* _THE PROBLEM_:
Output the following records word for word, starting with the line containing "Where can the faucet" and ending with the line containing "<point>197,267</point>", both lines included.

Excerpts from a point labeling dataset

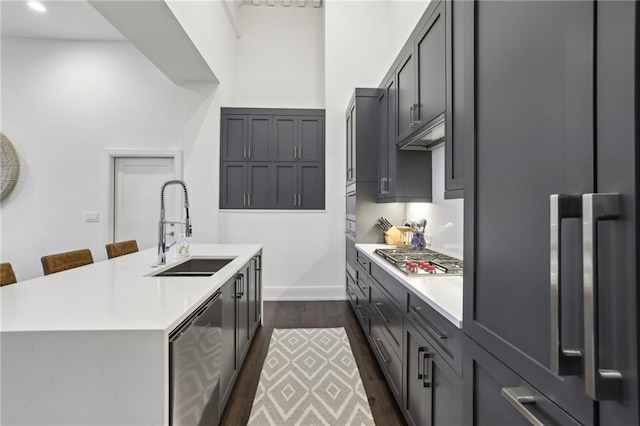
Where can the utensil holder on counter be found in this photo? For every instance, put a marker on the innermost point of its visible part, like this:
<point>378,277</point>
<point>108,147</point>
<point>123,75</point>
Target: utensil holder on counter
<point>399,236</point>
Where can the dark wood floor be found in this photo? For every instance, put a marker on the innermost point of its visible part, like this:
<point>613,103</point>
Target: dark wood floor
<point>302,315</point>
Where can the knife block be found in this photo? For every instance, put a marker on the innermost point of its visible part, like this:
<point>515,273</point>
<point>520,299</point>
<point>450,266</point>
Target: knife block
<point>399,236</point>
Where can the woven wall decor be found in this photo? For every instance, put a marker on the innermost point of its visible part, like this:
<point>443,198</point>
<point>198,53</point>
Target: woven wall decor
<point>9,166</point>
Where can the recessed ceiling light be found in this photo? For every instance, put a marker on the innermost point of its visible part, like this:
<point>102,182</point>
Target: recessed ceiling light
<point>37,6</point>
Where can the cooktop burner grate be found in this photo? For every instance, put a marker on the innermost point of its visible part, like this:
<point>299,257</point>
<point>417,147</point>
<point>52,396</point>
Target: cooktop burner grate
<point>422,261</point>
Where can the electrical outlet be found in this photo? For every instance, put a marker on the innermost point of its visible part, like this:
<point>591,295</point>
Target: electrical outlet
<point>91,217</point>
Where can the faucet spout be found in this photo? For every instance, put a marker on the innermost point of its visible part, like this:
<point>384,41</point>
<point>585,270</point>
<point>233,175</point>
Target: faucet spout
<point>162,240</point>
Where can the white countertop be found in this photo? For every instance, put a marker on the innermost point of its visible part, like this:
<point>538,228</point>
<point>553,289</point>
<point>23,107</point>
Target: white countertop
<point>442,292</point>
<point>116,294</point>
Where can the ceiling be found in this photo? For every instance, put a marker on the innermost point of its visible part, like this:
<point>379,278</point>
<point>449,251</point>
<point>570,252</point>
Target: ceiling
<point>65,20</point>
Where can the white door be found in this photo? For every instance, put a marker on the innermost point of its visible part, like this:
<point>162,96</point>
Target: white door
<point>137,185</point>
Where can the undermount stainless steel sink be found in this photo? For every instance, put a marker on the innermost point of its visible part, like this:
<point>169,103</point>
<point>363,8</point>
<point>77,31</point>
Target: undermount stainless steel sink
<point>197,267</point>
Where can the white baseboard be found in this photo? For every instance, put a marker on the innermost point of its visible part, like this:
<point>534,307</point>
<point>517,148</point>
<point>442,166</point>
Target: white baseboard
<point>303,293</point>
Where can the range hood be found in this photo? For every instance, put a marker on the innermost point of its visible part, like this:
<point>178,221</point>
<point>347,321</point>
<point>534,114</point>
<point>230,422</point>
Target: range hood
<point>432,135</point>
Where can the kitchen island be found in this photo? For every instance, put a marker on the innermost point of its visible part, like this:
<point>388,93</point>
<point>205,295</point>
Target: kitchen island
<point>90,345</point>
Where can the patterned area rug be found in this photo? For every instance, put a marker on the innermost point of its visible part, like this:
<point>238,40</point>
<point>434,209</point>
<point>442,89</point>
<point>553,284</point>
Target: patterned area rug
<point>310,378</point>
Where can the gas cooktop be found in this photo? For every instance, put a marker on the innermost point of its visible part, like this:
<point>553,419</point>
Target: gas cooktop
<point>421,261</point>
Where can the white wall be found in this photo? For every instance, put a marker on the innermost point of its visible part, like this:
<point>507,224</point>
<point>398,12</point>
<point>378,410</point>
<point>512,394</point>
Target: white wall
<point>280,57</point>
<point>63,104</point>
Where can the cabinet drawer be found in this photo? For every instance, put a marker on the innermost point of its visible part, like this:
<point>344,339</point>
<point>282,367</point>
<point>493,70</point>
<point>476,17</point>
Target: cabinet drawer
<point>387,316</point>
<point>363,261</point>
<point>362,281</point>
<point>492,384</point>
<point>446,336</point>
<point>393,288</point>
<point>389,362</point>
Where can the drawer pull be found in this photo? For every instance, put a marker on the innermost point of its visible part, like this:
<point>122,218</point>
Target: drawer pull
<point>384,318</point>
<point>520,398</point>
<point>375,343</point>
<point>416,311</point>
<point>426,377</point>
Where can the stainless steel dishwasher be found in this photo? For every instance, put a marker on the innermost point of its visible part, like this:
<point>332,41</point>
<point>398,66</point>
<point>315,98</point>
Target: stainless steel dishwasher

* _THE OUTPUT_:
Where can the faucet spout be found in this photo? For every instance, put a marker on the innermost point of its visible part, like this:
<point>384,41</point>
<point>585,270</point>
<point>233,175</point>
Target: faucet spout
<point>162,240</point>
Where can the white countertop be found in this photo? For every instance, put a marker on the innermost point of its visible part, like this:
<point>538,228</point>
<point>553,289</point>
<point>23,107</point>
Target: white countertop
<point>442,292</point>
<point>116,294</point>
Where can the ceiling be found in this photo? For every instance, put a marker on the innermost point of its visible part, like this:
<point>379,278</point>
<point>449,251</point>
<point>570,252</point>
Target: ceiling
<point>65,20</point>
Where can the white door be found in this photo? For every instance, put a marker on the innermost point of its visible part, like this:
<point>162,96</point>
Target: white door
<point>137,185</point>
Where can the undermount stainless steel sink be found in this photo? For every instance, put a marker on the innermost point of its visible part, like this:
<point>169,103</point>
<point>363,8</point>
<point>77,31</point>
Target: undermount stainless steel sink
<point>197,267</point>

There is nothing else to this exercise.